━━ Trecho do documento ━━

O Ministério Público da Paraíba (MPPB) requereu e o Juízo da 4ª Vara Cível de João Pessoa declarou a ilegalidade da cobrança administrativa feita pela Energisa Paraíba aos consumidores de energia solar, em relação aos valores retroativos do Imposto sobre Circulação de Mercadorias e Prestação de Serviços (ICMS) sobre a Tarifa de Uso do Sistema de Distribuição (TUSD) referentes ao período de setembro de 2017 a junho de 2021.
Com isso, a distribuidora de energia elétrica foi condenada a se abster, em caráter definitivo, de cobrar; de incluir os nomes de consumidores em cadastros restritivos de crédito ou de suspender o fornecimento de energia elétrica em razão do não pagamento dessa cobrança administrativa retroativa, considerada abusiva nos termos do Código de Defesa do Consumidor (CDC) e da Resolução da Agência Nacional de Energia Elétrica (Aneel).
A Energisa Paraíba também foi condenada a restituir em dobro e com a devida correção monetária todos os consumidores de energia solar que efetuaram o pagamento dos valores cobrados indevidamente; a pagar indenização por danos morais coletivos no valor de R$ 50 mil, que deverão ser revertidos ao Fundo Estadual de Defesa do Consumidor (FEDC); a pagar as custas processuais e a garantir que seus canais de atendimento e sistemas informatizados reflitam a suspensão definitiva dessa cobrança.
A decisão judicial foi proferida nessa quinta-feira (30/10), pelo juiz de Direito José Herbert Luna Lisboa, no julgamento da Ação Civil Pública proposta pela 45ª promotora de Justiça da Capital, Priscylla Maroja, que atua na defesa do consumidor. Cabe recurso da decisão.
A ação
Conforme destacou a promotora de Justiça, a ação civil pública foi ajuizada para proteger os direitos dos consumidores paraibanos que fazem uso de energia solar, em face da cobrança retroativa massiva do ICMS incidente sobre a TUSD, uma vez que houve o reconhecimento, pela própria Energisa, em 2021, por meio de denúncia espontânea apresentada à Secretaria da Fazenda do Estado da Paraíba, de um erro administrativo na interpretação do Convênio ICMS 16/2015, que indevidamente estendeu a isenção de ICMS aos encargos de conexão ou uso do sistema de distribuição (TUSD) para clientes de geração distribuída nos anos de 2017 a 2021.
O erro levou a Energisa Paraíba a ajuizar a Ação de Consignação em Pagamento; a efetuar o depósito judicial de R$ 16,7 milhões em favor do Estado, e a iniciar, em 2024, um procedimento de cobrança administrativa extrajudicial contra os consumidores afetados para reaver os valores antecipados, violando, com isso, conforme defendeu o MPPB, o artigo 323, inciso I, da Resolução Normativa 1.000/2021 da Aneel e o artigo 6º, inciso III, do CDC.

━━━
━━ Material ━━

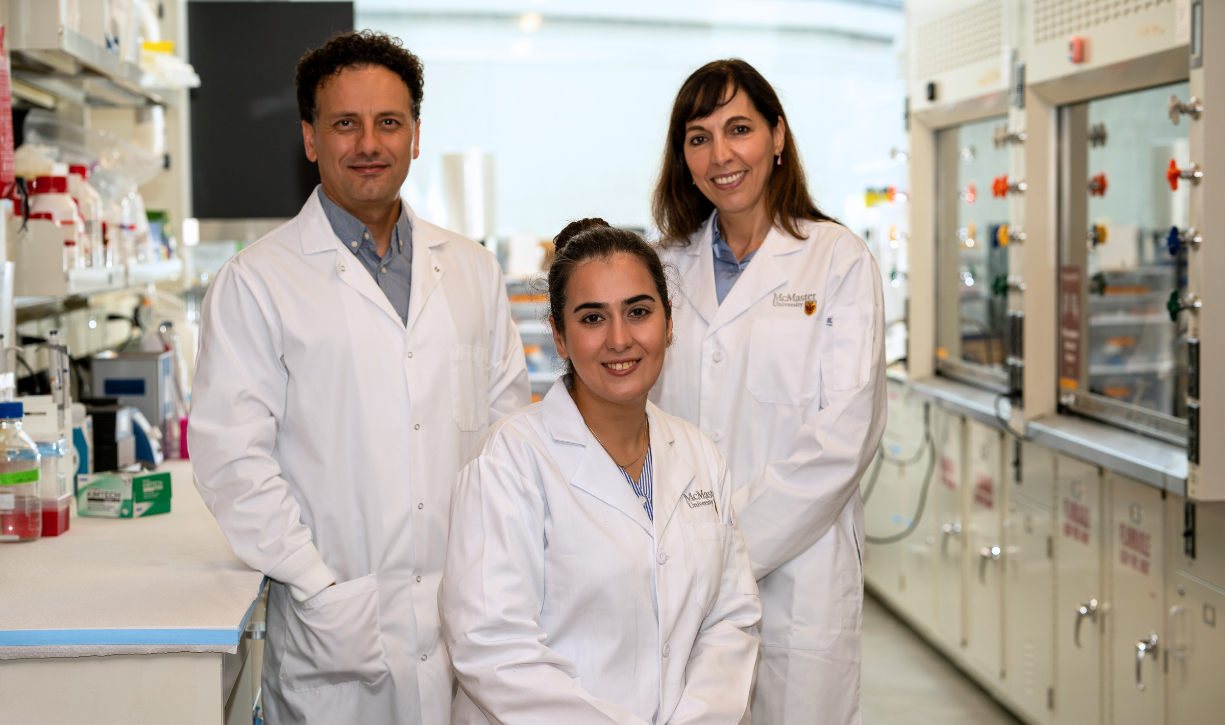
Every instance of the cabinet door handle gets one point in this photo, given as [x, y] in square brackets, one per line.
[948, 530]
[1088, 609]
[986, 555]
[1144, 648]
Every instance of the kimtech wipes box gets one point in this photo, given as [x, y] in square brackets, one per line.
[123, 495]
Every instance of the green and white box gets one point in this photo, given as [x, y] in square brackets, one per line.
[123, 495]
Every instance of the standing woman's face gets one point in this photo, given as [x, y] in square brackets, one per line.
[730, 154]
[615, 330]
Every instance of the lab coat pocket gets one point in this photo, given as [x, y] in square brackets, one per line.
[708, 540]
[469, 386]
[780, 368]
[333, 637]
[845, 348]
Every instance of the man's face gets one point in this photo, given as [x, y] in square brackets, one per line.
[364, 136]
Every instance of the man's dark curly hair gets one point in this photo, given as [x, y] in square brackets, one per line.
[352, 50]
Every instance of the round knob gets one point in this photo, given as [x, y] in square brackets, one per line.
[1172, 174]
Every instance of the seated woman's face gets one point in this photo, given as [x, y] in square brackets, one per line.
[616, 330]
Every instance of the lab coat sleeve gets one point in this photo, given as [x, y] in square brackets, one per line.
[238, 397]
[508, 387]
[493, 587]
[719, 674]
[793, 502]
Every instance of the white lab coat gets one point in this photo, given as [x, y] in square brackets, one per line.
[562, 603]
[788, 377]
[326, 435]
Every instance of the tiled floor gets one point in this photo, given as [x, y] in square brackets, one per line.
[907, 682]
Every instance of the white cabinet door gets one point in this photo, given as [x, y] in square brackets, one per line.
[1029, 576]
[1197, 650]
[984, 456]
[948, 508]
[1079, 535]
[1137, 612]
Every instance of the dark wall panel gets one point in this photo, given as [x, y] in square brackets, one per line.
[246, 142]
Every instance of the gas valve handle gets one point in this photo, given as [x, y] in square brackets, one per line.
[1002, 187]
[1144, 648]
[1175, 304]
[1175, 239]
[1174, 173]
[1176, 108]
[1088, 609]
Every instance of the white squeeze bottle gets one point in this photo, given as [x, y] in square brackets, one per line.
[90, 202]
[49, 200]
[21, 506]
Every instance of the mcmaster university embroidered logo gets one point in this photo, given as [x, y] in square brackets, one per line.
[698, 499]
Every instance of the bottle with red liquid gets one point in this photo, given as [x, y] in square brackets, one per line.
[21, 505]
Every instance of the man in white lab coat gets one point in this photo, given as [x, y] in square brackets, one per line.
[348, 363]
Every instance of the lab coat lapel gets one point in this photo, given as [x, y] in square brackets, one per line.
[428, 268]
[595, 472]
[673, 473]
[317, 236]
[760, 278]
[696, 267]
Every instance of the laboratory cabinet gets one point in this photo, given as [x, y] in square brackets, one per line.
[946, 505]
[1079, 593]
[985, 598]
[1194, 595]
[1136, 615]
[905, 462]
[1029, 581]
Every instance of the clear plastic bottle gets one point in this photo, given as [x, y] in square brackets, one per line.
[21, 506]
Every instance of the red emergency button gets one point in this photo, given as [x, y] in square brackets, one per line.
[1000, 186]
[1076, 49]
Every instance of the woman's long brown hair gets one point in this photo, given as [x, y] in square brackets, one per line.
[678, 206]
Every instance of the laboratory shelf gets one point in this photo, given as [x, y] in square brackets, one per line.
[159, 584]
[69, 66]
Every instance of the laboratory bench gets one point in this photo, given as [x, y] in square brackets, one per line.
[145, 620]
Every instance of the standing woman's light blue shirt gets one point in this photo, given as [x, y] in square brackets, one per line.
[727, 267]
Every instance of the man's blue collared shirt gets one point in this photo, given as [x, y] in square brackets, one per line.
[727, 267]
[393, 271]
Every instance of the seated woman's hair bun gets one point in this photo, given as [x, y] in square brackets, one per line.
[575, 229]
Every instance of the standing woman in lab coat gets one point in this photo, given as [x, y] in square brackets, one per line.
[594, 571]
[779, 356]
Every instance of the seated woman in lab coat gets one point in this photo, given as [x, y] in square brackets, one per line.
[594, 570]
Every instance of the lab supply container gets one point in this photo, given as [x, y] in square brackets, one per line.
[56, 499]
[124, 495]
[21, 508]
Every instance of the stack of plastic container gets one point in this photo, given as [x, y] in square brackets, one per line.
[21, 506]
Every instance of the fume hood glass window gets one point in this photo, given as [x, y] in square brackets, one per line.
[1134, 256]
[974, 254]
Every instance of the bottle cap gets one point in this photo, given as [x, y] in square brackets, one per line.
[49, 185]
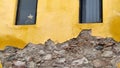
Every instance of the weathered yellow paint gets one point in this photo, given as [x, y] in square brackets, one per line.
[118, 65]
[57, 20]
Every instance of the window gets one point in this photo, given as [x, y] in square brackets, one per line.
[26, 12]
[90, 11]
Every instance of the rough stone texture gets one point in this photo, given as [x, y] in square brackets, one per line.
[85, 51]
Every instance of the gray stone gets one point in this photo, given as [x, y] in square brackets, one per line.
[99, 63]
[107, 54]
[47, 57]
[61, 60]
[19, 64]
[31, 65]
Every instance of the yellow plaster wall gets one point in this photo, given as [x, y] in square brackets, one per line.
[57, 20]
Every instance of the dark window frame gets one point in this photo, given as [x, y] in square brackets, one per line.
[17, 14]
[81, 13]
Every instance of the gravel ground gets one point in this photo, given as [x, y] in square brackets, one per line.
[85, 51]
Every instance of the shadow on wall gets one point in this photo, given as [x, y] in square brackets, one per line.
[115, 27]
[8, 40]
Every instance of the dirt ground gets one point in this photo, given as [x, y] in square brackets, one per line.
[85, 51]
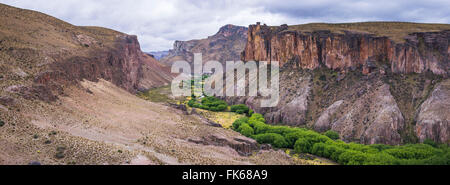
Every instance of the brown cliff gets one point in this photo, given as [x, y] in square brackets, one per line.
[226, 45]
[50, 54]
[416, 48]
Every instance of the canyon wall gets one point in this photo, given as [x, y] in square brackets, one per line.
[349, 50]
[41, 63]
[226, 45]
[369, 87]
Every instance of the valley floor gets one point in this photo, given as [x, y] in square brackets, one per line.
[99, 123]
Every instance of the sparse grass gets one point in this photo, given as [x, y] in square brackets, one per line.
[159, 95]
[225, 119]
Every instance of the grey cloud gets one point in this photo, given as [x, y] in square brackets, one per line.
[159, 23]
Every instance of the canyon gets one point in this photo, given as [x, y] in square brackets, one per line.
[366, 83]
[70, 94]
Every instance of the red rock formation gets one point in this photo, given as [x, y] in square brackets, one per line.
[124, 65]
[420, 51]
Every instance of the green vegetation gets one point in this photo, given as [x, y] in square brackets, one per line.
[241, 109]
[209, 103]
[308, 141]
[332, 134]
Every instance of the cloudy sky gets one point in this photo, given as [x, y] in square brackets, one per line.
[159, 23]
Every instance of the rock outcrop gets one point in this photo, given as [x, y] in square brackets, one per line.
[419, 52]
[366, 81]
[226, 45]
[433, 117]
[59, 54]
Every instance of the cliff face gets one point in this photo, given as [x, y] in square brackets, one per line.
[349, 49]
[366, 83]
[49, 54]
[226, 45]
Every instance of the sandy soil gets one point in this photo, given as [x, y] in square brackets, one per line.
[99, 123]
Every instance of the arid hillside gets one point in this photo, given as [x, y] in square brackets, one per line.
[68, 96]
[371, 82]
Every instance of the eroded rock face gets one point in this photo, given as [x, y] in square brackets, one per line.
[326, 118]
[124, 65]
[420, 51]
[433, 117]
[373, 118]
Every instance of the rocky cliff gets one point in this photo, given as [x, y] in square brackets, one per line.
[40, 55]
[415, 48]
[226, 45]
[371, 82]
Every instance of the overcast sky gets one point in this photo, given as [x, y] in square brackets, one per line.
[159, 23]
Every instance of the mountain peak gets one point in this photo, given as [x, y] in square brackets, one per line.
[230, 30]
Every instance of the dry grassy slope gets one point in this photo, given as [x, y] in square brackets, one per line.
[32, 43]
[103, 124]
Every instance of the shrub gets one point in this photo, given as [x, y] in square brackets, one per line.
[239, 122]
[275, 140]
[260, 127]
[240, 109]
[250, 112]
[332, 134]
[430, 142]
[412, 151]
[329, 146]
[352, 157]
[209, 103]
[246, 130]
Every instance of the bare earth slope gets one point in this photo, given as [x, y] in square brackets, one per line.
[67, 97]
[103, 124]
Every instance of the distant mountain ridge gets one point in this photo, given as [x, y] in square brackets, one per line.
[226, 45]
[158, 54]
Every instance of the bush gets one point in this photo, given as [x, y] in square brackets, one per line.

━━━
━━ Material ━━

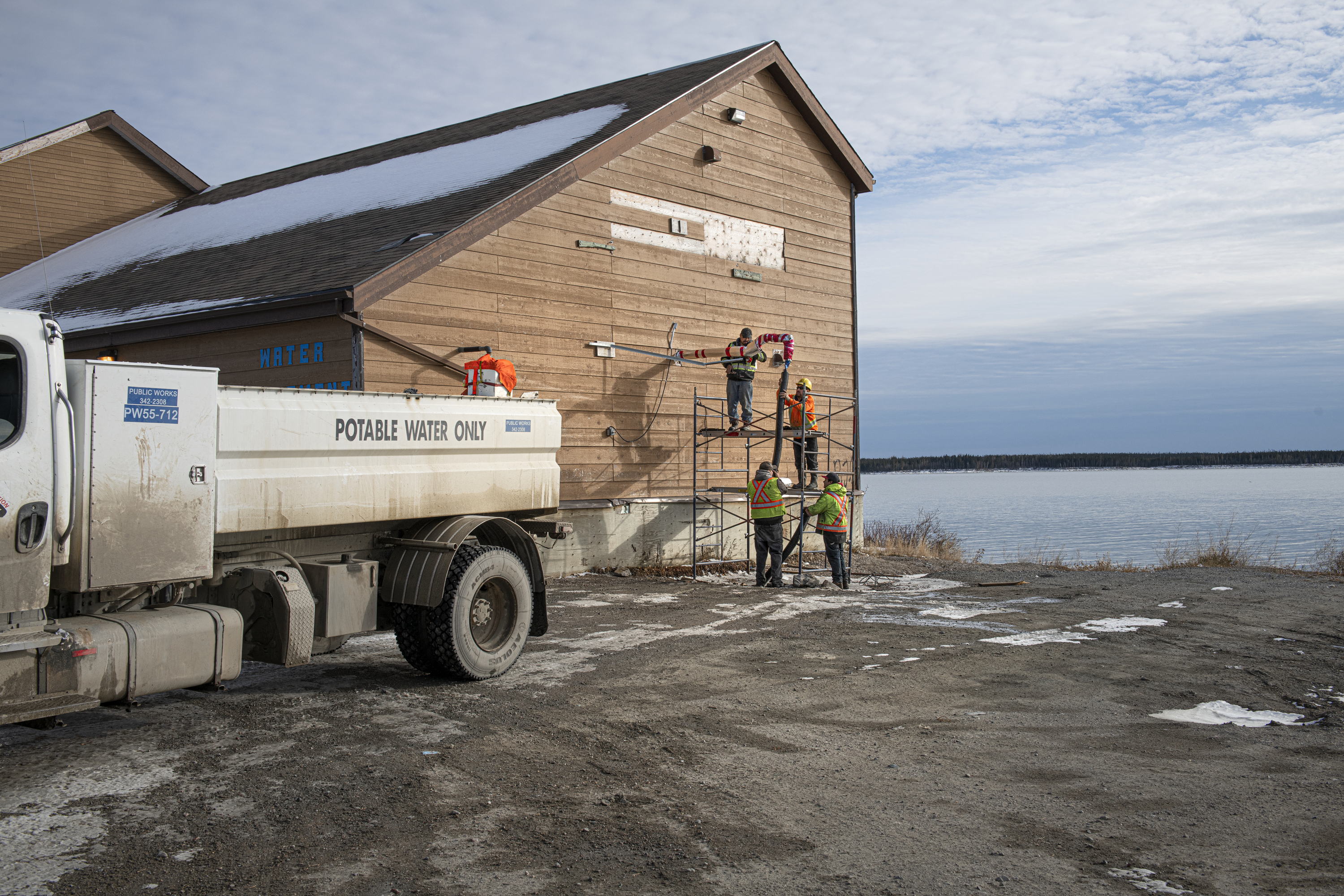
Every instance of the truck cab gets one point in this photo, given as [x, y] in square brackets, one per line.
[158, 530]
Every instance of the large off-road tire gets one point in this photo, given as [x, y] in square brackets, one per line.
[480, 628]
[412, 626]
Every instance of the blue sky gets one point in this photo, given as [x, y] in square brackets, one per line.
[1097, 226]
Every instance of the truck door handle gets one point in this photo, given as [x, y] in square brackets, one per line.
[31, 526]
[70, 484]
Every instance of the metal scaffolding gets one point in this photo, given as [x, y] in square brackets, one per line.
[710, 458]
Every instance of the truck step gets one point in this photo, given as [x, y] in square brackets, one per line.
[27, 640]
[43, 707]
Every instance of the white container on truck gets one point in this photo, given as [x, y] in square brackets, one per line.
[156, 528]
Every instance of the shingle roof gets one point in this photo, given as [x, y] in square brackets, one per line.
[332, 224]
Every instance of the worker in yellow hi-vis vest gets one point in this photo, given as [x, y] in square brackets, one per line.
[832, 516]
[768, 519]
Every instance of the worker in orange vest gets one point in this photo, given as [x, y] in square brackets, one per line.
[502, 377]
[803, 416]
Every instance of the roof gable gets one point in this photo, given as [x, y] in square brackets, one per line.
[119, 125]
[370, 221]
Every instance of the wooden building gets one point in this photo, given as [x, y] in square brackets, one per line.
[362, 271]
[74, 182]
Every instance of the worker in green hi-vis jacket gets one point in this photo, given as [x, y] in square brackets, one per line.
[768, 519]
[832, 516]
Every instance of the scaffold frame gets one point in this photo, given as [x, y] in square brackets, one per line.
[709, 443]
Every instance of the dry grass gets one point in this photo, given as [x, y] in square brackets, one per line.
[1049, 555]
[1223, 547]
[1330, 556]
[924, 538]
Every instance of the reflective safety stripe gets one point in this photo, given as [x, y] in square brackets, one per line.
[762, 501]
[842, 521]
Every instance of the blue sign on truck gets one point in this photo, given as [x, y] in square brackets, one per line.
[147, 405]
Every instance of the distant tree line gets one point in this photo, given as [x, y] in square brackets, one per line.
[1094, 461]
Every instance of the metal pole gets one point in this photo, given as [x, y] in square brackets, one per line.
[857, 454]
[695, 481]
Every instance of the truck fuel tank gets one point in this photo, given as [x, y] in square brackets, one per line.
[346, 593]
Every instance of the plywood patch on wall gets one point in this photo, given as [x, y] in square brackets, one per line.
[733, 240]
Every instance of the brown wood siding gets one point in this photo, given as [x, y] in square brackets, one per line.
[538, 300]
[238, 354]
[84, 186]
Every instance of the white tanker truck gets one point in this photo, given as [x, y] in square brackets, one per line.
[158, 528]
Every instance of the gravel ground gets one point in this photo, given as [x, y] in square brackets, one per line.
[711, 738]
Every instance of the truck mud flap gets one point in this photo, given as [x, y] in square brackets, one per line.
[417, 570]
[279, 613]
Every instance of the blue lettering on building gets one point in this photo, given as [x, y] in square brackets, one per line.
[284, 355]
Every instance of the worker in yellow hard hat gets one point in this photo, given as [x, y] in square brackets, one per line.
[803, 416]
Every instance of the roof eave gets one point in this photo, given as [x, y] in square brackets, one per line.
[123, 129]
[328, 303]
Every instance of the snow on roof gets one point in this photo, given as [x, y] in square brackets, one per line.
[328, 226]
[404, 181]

━━━
━━ Material ━━

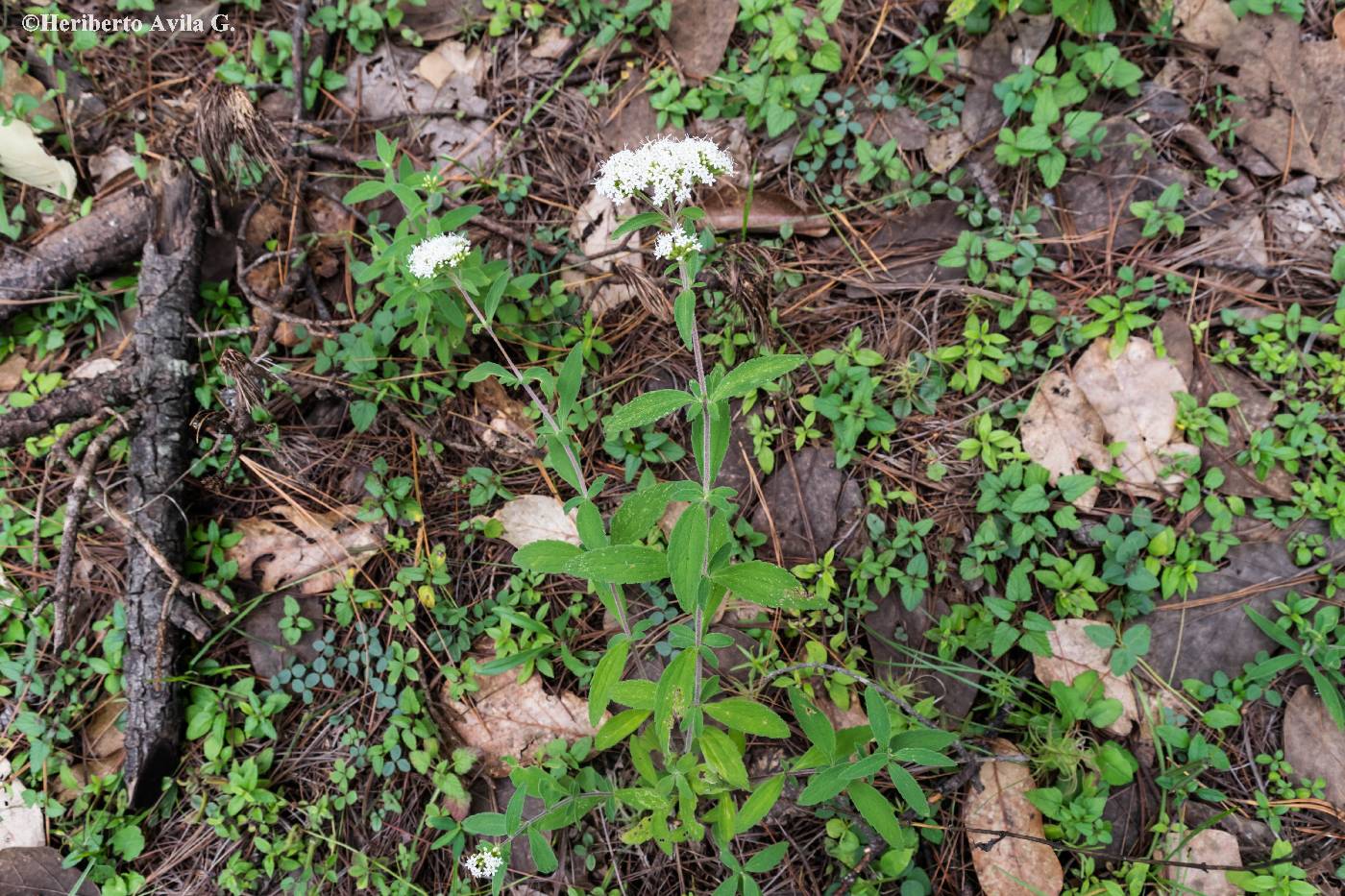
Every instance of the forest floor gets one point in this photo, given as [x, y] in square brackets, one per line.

━━━

O que se pede:
1. Reproduza literalmente a notícia sobre a cobrança retroativa de ICMS pela Energisa Paraíba, copiando tudo o que vai de "A Energisa Paraíba também" até "definitiva dessa cobrança.".
2. Escreva a continuação da notícia sobre a cobrança retroativa de ICMS pela Energisa Paraíba, começando logo após a última frase apresentada.

Respostas:
1.
A Energisa Paraíba também foi condenada a restituir em dobro e com a devida correção monetária todos os consumidores de energia solar que efetuaram o pagamento dos valores cobrados indevidamente; a pagar indenização por danos morais coletivos no valor de R$ 50 mil, que deverão ser revertidos ao Fundo Estadual de Defesa do Consumidor (FEDC); a pagar as custas processuais e a garantir que seus canais de atendimento e sistemas informatizados reflitam a suspensão definitiva dessa cobrança.

2.
“A Resolução da Aneel limita a cobrança administrativa por faturamento incorreto a apenas três ciclos de faturamento imediatamente anteriores ao ciclo vigente, vedando, portanto, a exigência extrajudicial de débitos que se estendem por quatro anos. Além disso, é flagrante a falta de transparência da Energia, pois os valores foram cobrados mediante boleto apartado, sem a apresentação de memória de cálculo detalhada e individualizada que permitisse ao consumidor conferir a origem e a exatidão da dívida, violando o direito básico à informação clara e adequada”, acrescentou a promotora de Justiça.
A sentença confirmou a tutela de urgência requerida pelo MPPB, com a qual os consumidores já haviam sido beneficiados, desde agosto de 2024, com a suspensão da cobrança retroativa de ICMS sobre a TUSD, referente ao período de setembro de 2017 a junho de 2021, bem como de encargos e outras medidas invasivas para cobrança da dívida, com destaque para a inscrição em cadastro de restrição de crédito ou interrupção do serviço de energia elétrica, até o julgamento de mérito da ação, sob pena de multa diária.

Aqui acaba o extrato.